↓

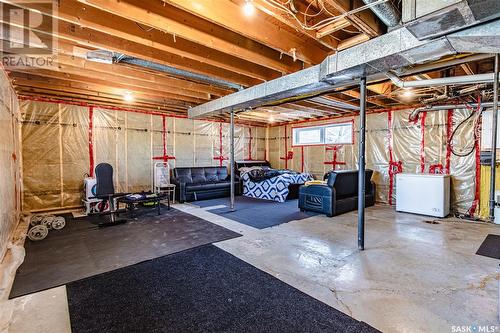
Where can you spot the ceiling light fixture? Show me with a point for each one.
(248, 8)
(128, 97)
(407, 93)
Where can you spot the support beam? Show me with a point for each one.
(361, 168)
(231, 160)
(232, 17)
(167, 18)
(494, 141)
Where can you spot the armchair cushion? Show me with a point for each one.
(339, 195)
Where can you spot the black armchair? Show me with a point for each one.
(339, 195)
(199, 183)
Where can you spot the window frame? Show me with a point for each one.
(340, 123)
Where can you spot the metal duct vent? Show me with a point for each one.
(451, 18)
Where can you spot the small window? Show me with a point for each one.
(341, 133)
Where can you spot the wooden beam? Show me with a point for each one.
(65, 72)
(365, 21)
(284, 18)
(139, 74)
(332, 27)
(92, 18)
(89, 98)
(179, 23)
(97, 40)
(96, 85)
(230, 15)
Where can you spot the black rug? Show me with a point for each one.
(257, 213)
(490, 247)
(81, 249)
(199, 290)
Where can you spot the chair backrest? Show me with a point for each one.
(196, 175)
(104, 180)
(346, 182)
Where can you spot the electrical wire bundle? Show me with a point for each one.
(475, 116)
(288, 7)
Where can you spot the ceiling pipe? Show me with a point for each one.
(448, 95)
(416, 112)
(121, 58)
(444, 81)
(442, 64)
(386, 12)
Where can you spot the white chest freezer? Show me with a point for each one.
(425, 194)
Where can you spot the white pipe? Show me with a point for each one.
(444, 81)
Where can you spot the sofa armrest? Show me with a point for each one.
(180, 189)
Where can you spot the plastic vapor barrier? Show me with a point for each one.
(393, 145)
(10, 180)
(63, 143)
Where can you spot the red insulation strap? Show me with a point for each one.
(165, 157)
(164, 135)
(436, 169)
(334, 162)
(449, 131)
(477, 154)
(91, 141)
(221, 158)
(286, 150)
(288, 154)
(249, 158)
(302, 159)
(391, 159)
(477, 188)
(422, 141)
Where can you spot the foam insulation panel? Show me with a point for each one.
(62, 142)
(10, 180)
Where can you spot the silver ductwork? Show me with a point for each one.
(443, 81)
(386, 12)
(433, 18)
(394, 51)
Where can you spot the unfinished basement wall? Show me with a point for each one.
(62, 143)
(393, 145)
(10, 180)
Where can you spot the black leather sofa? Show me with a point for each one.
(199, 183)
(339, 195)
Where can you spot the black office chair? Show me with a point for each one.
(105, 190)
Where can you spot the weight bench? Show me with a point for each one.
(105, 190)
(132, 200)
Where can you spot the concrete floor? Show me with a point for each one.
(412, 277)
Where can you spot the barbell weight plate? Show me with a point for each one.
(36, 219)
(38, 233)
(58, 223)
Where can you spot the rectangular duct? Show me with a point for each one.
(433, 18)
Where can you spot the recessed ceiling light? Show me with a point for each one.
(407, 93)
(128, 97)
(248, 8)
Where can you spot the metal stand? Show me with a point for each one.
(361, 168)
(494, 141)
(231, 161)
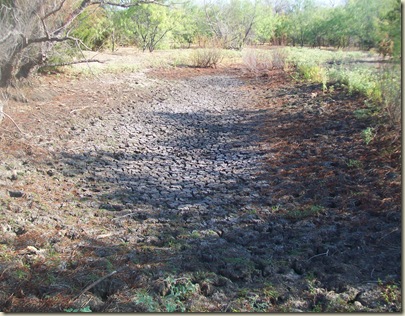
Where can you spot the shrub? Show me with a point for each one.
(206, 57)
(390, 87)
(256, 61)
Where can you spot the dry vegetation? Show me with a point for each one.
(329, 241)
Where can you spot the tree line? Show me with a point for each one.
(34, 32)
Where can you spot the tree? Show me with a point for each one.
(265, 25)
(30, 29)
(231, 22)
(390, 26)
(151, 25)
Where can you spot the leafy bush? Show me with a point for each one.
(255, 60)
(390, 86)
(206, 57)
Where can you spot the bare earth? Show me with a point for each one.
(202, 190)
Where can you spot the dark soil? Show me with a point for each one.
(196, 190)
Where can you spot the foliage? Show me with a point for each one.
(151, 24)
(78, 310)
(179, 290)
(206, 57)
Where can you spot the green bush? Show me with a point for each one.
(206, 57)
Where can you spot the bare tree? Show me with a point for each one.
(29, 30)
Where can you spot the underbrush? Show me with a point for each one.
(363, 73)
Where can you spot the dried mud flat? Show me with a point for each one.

↑

### CHALLENGE:
Output all the items above line for line and character for character, omitting the pictures.

### RESPONSE TO THIS EXERCISE:
Where can you spot the ceiling light fixture? Show me with a point for each one.
(248, 8)
(128, 97)
(407, 93)
Where can you spot the support beam? Show me with a point for each one.
(361, 168)
(231, 160)
(232, 17)
(167, 18)
(494, 141)
Where can you spot the armchair cushion? Show me with a point for each one.
(339, 195)
Where can you spot the black armchair? Show me with a point for each one.
(339, 195)
(199, 183)
Where can you spot the window frame? Show me with a point for each one.
(340, 123)
Where can you spot the metal duct vent? Show me with a point for each one.
(451, 18)
Where can you spot the small window? Show me with a point for each one.
(341, 133)
Where can you spot the wooden beam? Show me with a point for each one.
(65, 72)
(365, 21)
(284, 18)
(139, 74)
(332, 27)
(92, 18)
(89, 98)
(179, 23)
(97, 40)
(96, 85)
(230, 15)
Where can you spot the black rug? Show me with a point for each one.
(257, 213)
(490, 247)
(81, 249)
(199, 290)
Where can you spot the chair backrest? Show me with a point for each one.
(196, 175)
(104, 180)
(346, 182)
Where can you spot the electrical wire bundle? Show me with a point for each one.
(475, 116)
(288, 7)
Where can you spot the ceiling pipe? Show me with a point for each one.
(448, 95)
(416, 112)
(121, 58)
(444, 81)
(442, 64)
(386, 12)
Where can you spot the white chest freezer? Show me with a point for each one.
(425, 194)
Where can you spot the white pipe? Show me with a point for each one.
(444, 81)
Where can you spot the sofa armrest? Show me with a point for each one.
(180, 189)
Where can you spot the plastic vapor barrier? Show me with a point for each one.
(393, 145)
(10, 180)
(63, 143)
Where can you spot the red insulation strap? Show me with a point for each one.
(165, 157)
(164, 135)
(436, 169)
(334, 162)
(449, 131)
(477, 154)
(91, 141)
(221, 158)
(286, 150)
(288, 154)
(249, 158)
(302, 159)
(391, 159)
(477, 188)
(422, 141)
Where can you spot the foam insulation panel? Show me with a point for each one.
(62, 142)
(10, 180)
Where can you spot the silver ductwork? Show me with a point for each one.
(443, 81)
(386, 12)
(433, 18)
(394, 51)
Where can you spot the unfinished basement wall? Show me with a point for each one.
(62, 143)
(393, 145)
(10, 180)
Where can you spot the black leather sofa? Show me with a point for each one.
(199, 183)
(339, 195)
Where can you spot the black office chair? Show me with a point for each one.
(105, 190)
Where can you spot the weight bench? Show me with a point for each one.
(105, 190)
(132, 200)
Where can you spot the concrete floor? Show me with a point for each one.
(412, 277)
Where can you spot the barbell weight plate? Show me with a point for each one.
(36, 219)
(38, 233)
(58, 223)
Where can you spot the rectangular duct? Show me with a point for each one.
(433, 18)
Where can you spot the recessed ceiling light? Show me with a point for each one.
(407, 93)
(128, 97)
(248, 8)
Where can you spot the metal stand? Show me with a point for each one.
(361, 168)
(494, 141)
(231, 161)
Where can you spot the shrub? Show me with a point for each one.
(206, 57)
(390, 87)
(256, 61)
Where can you spot the dry vegetation? Show me with a point for each one.
(329, 241)
Where can you spot the tree line? Show me with a point for each one.
(34, 32)
Where can you spot the tree? Show me with a point for each one.
(265, 25)
(30, 29)
(231, 22)
(390, 26)
(151, 25)
Where can you spot the leafy bush? Show me with a point for each one.
(255, 60)
(390, 86)
(206, 57)
Where can you spot the bare earth? Show me with a point for each one.
(202, 190)
Where can you spot the dark soil? Show me with a point for each one.
(196, 190)
Where can you spot the foliage? Show me with a point for each one.
(151, 24)
(78, 310)
(179, 290)
(206, 57)
Where can you spot the green bush? Show me with a point for each one.
(206, 57)
Where can you spot the bare tree? Show me with a point for each one.
(29, 30)
Where can you spot the underbrush? Show me with a point for each one.
(363, 73)
Where can you spot the dried mud flat? Show me with a point for each one.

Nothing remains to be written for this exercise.